Could the data underneath be repeated exactly, in full?

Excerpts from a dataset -

————

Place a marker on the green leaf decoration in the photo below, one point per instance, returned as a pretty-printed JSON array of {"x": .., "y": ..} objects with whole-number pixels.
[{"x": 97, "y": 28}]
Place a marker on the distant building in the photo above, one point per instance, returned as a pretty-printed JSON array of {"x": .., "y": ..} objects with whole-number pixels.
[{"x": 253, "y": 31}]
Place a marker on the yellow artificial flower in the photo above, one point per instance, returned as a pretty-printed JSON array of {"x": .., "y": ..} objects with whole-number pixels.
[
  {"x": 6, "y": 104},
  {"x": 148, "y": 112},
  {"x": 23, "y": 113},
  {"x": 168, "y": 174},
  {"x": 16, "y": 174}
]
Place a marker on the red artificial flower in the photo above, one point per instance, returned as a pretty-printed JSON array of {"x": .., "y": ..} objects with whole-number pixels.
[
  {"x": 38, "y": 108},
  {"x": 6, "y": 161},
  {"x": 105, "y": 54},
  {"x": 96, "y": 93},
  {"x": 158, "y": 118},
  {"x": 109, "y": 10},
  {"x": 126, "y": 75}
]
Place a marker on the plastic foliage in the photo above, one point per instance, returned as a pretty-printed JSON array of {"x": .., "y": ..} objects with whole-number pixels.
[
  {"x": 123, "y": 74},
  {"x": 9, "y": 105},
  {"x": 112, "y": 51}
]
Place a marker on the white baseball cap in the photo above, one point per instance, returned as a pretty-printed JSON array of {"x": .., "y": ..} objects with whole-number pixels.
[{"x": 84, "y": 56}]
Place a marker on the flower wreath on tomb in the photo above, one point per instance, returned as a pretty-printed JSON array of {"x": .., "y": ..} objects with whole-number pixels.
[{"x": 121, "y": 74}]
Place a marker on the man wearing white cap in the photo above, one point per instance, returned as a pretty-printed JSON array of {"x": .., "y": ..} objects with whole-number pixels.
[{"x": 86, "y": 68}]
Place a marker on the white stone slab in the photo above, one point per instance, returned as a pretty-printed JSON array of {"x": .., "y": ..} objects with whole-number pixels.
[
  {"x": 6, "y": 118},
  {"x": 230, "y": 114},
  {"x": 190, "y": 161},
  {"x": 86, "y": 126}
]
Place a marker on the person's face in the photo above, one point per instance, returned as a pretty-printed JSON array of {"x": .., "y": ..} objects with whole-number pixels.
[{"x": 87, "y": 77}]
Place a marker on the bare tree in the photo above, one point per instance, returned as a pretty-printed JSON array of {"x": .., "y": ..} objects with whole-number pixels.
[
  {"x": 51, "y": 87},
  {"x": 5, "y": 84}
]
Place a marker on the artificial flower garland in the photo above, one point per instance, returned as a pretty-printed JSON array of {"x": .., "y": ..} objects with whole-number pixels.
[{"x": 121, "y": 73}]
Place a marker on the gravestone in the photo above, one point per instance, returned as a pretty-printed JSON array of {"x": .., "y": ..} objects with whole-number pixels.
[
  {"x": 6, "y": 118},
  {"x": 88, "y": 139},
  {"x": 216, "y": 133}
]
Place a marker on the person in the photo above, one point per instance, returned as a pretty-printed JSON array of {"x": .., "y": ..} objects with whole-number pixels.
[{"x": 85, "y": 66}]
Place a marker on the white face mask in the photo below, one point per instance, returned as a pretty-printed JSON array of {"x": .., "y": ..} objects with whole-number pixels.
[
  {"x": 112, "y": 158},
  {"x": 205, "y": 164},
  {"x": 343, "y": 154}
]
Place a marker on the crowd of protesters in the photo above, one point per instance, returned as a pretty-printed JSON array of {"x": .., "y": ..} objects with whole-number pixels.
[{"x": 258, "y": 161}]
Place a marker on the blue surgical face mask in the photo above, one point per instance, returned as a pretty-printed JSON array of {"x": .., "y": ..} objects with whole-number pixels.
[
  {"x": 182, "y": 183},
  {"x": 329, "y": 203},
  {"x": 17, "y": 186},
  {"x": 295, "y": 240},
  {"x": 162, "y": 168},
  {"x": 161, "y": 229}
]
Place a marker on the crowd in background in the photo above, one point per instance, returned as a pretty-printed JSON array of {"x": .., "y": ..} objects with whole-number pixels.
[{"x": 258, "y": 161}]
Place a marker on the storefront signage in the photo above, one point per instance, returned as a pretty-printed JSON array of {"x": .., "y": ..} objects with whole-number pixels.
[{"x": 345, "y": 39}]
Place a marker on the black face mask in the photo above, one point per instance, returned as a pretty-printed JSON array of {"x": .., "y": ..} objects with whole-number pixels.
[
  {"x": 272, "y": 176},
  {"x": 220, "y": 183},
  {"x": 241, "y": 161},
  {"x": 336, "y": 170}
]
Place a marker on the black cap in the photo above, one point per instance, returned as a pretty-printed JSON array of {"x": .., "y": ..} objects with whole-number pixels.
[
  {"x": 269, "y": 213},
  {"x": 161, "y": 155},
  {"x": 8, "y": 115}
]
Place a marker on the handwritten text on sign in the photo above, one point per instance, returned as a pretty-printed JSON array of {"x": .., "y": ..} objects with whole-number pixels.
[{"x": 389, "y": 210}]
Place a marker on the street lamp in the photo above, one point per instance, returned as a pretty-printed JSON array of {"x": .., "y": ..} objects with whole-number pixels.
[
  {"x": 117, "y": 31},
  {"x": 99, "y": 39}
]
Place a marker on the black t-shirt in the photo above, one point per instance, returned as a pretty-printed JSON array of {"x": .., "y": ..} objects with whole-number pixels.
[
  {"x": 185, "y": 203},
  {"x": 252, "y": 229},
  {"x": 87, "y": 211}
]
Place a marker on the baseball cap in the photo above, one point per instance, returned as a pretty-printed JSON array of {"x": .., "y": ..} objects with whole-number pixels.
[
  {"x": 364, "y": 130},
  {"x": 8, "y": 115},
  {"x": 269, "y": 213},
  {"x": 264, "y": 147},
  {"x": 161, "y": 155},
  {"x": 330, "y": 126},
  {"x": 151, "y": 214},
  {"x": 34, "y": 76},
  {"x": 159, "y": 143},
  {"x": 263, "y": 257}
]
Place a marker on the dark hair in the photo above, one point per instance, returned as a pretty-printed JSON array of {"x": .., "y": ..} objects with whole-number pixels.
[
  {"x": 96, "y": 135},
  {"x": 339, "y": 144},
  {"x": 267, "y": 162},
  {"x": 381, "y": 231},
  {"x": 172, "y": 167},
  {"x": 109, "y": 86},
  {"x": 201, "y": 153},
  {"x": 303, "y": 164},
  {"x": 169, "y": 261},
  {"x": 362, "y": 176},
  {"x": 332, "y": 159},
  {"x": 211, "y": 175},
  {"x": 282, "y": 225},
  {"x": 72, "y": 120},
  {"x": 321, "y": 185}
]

————

Result of this task -
Place a marker on the green leaf decoration in the photo below, one point per instance, returned as a pretty-printed JSON array of {"x": .., "y": ..} objects with whole-number pixels.
[{"x": 97, "y": 28}]
Place a marker on the distant building in the photo above, one point per instance, returned as a pretty-printed JSON array of {"x": .., "y": ..} objects with whole-number pixels.
[{"x": 253, "y": 31}]
Place a marker on the yellow artificial flower in the photo above, one point per instance, returned as a pretty-printed JSON array of {"x": .., "y": ..} objects with whole-number pixels.
[
  {"x": 6, "y": 104},
  {"x": 148, "y": 112},
  {"x": 23, "y": 113},
  {"x": 168, "y": 174},
  {"x": 16, "y": 174}
]
Place a marker on the red artificial flower in the photo above, one point per instance, returned as a pretty-printed JSON array of {"x": .., "y": ..} objects with whole-number pixels.
[
  {"x": 38, "y": 108},
  {"x": 6, "y": 161},
  {"x": 105, "y": 54},
  {"x": 96, "y": 93},
  {"x": 158, "y": 118},
  {"x": 109, "y": 10},
  {"x": 126, "y": 75}
]
Place a marker on the plastic foliage in the photo above, one point per instance, returned as a pretty-printed JSON array of {"x": .., "y": ..} objects with whole-number pixels.
[
  {"x": 123, "y": 74},
  {"x": 9, "y": 105},
  {"x": 112, "y": 51}
]
Place a marker on the white baseball cap in the photo above, one point per instance, returned as a pretty-printed JSON array of {"x": .., "y": ..} objects with whole-number pixels.
[{"x": 84, "y": 56}]
Place a marker on the flower wreath on tomb in the photo above, one point per instance, returned as a pretty-printed JSON array of {"x": .., "y": ..} objects with whole-number pixels.
[{"x": 121, "y": 74}]
Place a marker on the man wearing white cap in the photo above, one point per instance, returned as a pretty-printed JSON array of {"x": .., "y": ..} objects with whole-number pixels.
[{"x": 86, "y": 68}]
Place a marker on the white stone slab in the photo above, one point per instance, returned as a pretty-printed JSON array of {"x": .., "y": ..} objects with whole-number pixels.
[
  {"x": 6, "y": 118},
  {"x": 230, "y": 114},
  {"x": 190, "y": 161},
  {"x": 86, "y": 126}
]
Place a marker on the person's face in the photo above, one point per instance, returned as a pretty-printed JSON array of {"x": .., "y": ..} objects with whole-number pixels.
[{"x": 87, "y": 77}]
Place a marker on the bare tree in the photo above, one point per instance, returned as a pretty-printed JSON array of {"x": .., "y": ..} objects with whole-number pixels.
[
  {"x": 51, "y": 87},
  {"x": 5, "y": 84}
]
Place a marker on the artificial flower garland in the photo above, one point per instance, returned as a pretty-printed JSON array of {"x": .., "y": ..} objects with whole-number pixels.
[{"x": 121, "y": 73}]
Place a marker on the gravestone in the photo above, one point per instance, returned as a pretty-printed JSON array of {"x": .., "y": ..} objects with whole-number pixels.
[
  {"x": 6, "y": 118},
  {"x": 88, "y": 139},
  {"x": 216, "y": 133}
]
Place a marker on the person in the photo above, one point per instance, returned as a pretty-printed JSON array of {"x": .., "y": ..} objects with whole-number pixels.
[{"x": 85, "y": 66}]
Place a marker on the white face mask in the photo below, one point per instance, returned as a pretty-printed JSON array of {"x": .., "y": ..} objects with whole-number pixels.
[
  {"x": 112, "y": 158},
  {"x": 205, "y": 164},
  {"x": 343, "y": 154}
]
Place a marker on the crowd of protesters in the photo above, one point per instance, returned as a pretty-printed JSON array of {"x": .., "y": ..} objects with whole-number pixels.
[{"x": 258, "y": 161}]
Place a marker on the blue surgical face mask in the photo above, one point per instance, returned as a pretty-printed JSON array of {"x": .., "y": ..} objects with whole-number pixels.
[
  {"x": 182, "y": 183},
  {"x": 329, "y": 203},
  {"x": 17, "y": 186},
  {"x": 295, "y": 240},
  {"x": 162, "y": 168},
  {"x": 161, "y": 229}
]
Place a marker on the crowd in background in the photo above, one point per instance, returned as a pretty-printed JSON array of {"x": .., "y": ..} objects with whole-number pixels.
[{"x": 258, "y": 161}]
Place a marker on the storefront signage in the photo above, one point per instance, returned as a pretty-printed JSON array of {"x": .., "y": ..} objects with whole-number pixels.
[{"x": 345, "y": 39}]
Place a marker on the black face mask in the photo above, one point per instance, returned as a pretty-printed JSON array of {"x": .., "y": ..} objects with whole-number pixels.
[
  {"x": 272, "y": 176},
  {"x": 220, "y": 183},
  {"x": 241, "y": 161},
  {"x": 336, "y": 170}
]
Place a marker on the black cap in the photo above, one point per instance, returned as a pretty-printed JSON array of {"x": .., "y": ..} objects with whole-number pixels.
[
  {"x": 269, "y": 213},
  {"x": 161, "y": 155},
  {"x": 8, "y": 115}
]
Place a marker on the handwritten text on sign in the photo above, one point per instance, returned as a pretty-printed JSON array of {"x": .., "y": ..} objects with whole-number pixels.
[{"x": 389, "y": 210}]
Place a marker on the street lamp in the photo above, one point per instance, returned as a pretty-printed JSON array of {"x": .., "y": ..} objects with whole-number pixels.
[
  {"x": 117, "y": 31},
  {"x": 99, "y": 39}
]
Place a marker on the black t-shirt in the photo above, one point per instance, returned as a pretty-printed JSON array of {"x": .., "y": ..} objects with whole-number pixels.
[
  {"x": 185, "y": 203},
  {"x": 252, "y": 229},
  {"x": 87, "y": 211}
]
Place a marker on the baseball cap in the photo above, one point per instance, returned as a pretty-printed JSON array of {"x": .., "y": ..} objects with whole-number pixels.
[
  {"x": 364, "y": 130},
  {"x": 8, "y": 115},
  {"x": 269, "y": 213},
  {"x": 264, "y": 147},
  {"x": 161, "y": 155},
  {"x": 330, "y": 126},
  {"x": 151, "y": 214},
  {"x": 34, "y": 76},
  {"x": 159, "y": 143},
  {"x": 263, "y": 257}
]
Place a marker on the dark hair in the photo above, one point per instance, returned as a pretty-printed JSON array of {"x": .., "y": ..} objects with whole-number pixels.
[
  {"x": 96, "y": 135},
  {"x": 339, "y": 144},
  {"x": 267, "y": 162},
  {"x": 381, "y": 231},
  {"x": 172, "y": 167},
  {"x": 109, "y": 86},
  {"x": 201, "y": 153},
  {"x": 303, "y": 164},
  {"x": 169, "y": 261},
  {"x": 362, "y": 176},
  {"x": 332, "y": 159},
  {"x": 211, "y": 175},
  {"x": 282, "y": 225},
  {"x": 72, "y": 120},
  {"x": 321, "y": 185}
]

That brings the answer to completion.